Locate the line with "jacket. Keep to one point per instance." in the material. Copy that line and each one after it, through the last, exactly and with nothing else.

Stored items:
↓↓↓

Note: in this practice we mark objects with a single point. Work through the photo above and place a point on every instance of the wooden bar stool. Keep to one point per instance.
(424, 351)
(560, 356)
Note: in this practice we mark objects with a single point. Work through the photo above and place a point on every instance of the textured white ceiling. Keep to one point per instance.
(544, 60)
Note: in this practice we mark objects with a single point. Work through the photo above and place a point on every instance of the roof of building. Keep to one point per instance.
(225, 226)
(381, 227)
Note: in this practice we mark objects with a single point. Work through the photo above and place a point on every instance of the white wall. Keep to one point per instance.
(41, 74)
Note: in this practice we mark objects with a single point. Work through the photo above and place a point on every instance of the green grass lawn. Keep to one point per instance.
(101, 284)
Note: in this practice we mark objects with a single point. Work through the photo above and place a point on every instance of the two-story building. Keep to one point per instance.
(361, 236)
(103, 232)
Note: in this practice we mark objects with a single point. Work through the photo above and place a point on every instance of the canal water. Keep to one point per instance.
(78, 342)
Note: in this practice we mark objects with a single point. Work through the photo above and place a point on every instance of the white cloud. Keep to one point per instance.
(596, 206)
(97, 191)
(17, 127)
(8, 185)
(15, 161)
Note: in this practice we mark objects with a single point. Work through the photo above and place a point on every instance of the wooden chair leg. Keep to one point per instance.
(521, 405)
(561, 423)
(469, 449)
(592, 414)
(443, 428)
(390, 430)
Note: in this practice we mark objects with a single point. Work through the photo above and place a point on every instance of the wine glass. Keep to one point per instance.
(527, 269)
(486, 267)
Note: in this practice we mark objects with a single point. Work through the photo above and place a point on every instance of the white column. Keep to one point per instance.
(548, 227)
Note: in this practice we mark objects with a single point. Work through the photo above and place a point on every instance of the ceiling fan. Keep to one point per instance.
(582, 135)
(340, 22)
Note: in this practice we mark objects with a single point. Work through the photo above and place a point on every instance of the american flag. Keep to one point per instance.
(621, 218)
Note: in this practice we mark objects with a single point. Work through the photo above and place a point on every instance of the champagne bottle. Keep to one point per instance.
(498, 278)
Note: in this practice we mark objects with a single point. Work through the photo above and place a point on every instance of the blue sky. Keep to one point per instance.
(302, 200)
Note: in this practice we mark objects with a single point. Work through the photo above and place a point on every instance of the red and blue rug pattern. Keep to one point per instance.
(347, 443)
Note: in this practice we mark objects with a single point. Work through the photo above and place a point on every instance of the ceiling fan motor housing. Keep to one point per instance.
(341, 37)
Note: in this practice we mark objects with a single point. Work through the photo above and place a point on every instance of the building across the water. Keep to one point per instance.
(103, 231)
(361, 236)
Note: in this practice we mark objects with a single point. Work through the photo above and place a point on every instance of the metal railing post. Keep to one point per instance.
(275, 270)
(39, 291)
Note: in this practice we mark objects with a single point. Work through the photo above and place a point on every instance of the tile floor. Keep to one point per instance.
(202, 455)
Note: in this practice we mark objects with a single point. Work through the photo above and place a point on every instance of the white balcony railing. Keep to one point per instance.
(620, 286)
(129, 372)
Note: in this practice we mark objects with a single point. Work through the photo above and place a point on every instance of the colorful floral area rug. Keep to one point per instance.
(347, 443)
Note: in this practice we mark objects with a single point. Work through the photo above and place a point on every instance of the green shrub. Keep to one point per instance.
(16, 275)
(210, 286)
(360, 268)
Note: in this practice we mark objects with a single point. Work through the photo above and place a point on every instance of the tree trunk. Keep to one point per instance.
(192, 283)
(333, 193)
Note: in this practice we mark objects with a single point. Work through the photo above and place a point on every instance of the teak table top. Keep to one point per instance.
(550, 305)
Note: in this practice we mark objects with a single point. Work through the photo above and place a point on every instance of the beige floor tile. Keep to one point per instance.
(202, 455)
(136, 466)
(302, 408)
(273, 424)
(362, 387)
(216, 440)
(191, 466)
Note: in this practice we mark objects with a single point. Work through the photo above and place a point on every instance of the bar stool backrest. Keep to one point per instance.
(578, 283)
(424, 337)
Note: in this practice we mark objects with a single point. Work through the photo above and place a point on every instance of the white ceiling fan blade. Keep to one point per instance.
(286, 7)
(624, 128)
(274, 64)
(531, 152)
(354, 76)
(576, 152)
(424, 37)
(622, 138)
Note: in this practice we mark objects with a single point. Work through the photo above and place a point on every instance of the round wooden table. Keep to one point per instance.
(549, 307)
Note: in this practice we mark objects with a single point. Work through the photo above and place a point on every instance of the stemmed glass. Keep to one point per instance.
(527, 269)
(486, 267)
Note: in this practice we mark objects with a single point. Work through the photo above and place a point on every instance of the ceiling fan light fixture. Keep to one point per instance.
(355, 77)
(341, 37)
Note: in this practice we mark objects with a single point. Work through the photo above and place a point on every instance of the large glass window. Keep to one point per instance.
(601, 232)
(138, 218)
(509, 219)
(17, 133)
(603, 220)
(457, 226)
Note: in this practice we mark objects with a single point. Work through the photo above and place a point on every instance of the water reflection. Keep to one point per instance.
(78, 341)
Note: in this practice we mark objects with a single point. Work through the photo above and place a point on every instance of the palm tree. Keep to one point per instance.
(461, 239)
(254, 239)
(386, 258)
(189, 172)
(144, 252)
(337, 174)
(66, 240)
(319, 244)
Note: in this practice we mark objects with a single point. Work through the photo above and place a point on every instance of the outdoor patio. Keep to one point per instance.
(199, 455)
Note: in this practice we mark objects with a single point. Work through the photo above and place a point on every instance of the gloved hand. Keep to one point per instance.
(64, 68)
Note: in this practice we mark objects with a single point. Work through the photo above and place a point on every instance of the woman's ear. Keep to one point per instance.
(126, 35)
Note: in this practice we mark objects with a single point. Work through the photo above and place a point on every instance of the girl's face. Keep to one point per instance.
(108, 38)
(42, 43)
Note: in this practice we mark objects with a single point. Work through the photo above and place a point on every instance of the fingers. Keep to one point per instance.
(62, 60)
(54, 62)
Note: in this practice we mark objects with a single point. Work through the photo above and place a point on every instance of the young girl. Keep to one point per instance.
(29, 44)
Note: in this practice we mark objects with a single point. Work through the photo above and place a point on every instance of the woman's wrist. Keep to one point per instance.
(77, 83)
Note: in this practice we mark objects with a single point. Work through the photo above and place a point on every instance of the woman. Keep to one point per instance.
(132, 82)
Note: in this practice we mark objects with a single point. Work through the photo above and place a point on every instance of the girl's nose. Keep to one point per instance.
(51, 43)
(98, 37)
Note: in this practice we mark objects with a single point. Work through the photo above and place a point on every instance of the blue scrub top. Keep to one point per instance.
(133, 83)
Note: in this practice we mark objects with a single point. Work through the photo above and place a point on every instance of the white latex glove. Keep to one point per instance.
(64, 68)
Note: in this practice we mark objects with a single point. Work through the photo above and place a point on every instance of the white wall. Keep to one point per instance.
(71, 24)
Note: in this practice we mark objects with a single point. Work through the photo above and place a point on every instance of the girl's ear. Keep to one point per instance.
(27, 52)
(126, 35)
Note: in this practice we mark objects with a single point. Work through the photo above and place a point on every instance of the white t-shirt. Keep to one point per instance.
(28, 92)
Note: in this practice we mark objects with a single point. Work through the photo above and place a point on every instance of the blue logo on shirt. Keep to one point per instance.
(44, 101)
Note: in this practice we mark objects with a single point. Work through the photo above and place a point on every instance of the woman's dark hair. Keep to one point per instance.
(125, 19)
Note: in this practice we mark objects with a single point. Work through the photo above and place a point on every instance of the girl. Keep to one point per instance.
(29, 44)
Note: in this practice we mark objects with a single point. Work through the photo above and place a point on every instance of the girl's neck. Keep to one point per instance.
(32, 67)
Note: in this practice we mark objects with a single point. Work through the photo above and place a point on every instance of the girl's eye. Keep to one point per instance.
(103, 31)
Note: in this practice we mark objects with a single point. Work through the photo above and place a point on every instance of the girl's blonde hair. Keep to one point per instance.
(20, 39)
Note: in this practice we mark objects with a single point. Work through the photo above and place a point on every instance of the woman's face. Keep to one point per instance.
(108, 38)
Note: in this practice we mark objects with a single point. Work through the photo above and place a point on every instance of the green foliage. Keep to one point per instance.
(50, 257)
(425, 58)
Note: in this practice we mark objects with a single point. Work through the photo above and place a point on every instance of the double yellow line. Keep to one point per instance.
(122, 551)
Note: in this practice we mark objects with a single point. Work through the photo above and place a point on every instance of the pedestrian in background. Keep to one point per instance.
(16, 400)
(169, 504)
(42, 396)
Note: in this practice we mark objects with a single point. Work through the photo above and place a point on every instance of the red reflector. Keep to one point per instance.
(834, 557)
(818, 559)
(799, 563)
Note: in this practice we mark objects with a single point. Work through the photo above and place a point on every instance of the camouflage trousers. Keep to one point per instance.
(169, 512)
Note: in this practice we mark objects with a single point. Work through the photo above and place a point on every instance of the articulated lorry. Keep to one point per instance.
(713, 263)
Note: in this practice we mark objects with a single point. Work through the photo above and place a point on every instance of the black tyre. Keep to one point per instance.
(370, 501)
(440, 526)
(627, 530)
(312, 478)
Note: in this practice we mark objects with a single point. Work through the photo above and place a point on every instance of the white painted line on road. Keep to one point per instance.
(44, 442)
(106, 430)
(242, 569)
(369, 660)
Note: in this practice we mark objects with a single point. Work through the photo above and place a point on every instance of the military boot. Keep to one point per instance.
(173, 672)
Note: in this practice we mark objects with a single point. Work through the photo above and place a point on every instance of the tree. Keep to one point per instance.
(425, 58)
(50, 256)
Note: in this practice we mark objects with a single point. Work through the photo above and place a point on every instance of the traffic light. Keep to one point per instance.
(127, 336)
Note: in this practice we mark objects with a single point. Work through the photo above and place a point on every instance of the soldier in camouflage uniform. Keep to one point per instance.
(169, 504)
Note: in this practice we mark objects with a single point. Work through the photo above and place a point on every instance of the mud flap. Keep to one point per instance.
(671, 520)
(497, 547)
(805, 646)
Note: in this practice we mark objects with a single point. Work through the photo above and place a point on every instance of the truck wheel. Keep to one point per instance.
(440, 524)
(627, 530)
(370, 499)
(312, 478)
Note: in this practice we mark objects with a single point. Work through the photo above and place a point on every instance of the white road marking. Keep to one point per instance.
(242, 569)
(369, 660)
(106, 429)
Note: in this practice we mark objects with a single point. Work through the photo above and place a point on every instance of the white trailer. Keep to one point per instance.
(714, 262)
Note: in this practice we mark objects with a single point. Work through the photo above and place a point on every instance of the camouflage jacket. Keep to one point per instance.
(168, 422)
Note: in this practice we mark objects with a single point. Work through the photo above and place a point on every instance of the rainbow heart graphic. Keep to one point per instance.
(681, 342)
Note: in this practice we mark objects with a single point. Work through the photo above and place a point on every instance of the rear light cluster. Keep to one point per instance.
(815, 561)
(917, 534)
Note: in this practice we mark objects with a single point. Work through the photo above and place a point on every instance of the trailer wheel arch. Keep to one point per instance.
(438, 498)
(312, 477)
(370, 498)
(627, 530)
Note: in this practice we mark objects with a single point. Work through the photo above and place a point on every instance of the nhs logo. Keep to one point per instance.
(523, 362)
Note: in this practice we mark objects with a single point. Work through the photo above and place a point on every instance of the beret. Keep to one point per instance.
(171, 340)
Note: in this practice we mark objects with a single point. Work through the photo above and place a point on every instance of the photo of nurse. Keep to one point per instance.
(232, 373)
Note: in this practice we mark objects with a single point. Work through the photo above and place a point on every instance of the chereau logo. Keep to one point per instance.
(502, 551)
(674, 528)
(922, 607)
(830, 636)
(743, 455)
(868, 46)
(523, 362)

↑↑↑

> [Solved exercise]
Note: in this practice we mark objects with a single point. Work through the photo above and place a point on every instance of the camouflage jacket. Keep to one point per instance.
(168, 422)
Note: in this practice we mark objects with a single point. Work through the photo above and place a point on every instance of the rainbow heart graphic. Keep to one point per instance.
(681, 342)
Note: in this practice we mark objects with a single point. Work through the photo above and place a point on every instance of the rear light cluster. Keep to one point per instance.
(815, 561)
(917, 534)
Note: in this practice we mark objects with a single point. Work through the photo above and place a point on every instance of the trailer wheel arch. Keep to one point per instance.
(438, 498)
(312, 477)
(370, 498)
(627, 530)
Note: in this practice we mark objects with a single point. Work through the photo above and place a point on every instance of the nhs logo. Keep to one point per instance.
(523, 362)
Note: in this practice we mark objects with a single point. Work through the photo above and place a point on every instance of the beret. Keep to one point per instance.
(171, 340)
Note: in this practice we mark objects with a single point. Work through the photo above and place a point on every instance of the photo of nurse. Keep to one point per instance.
(232, 373)
Note: in this practice we mark objects with a single point. Work through the photo above and place a point on every instance of the chereau logo. Keep to one point per instance.
(502, 551)
(674, 528)
(922, 607)
(830, 636)
(743, 455)
(868, 46)
(523, 362)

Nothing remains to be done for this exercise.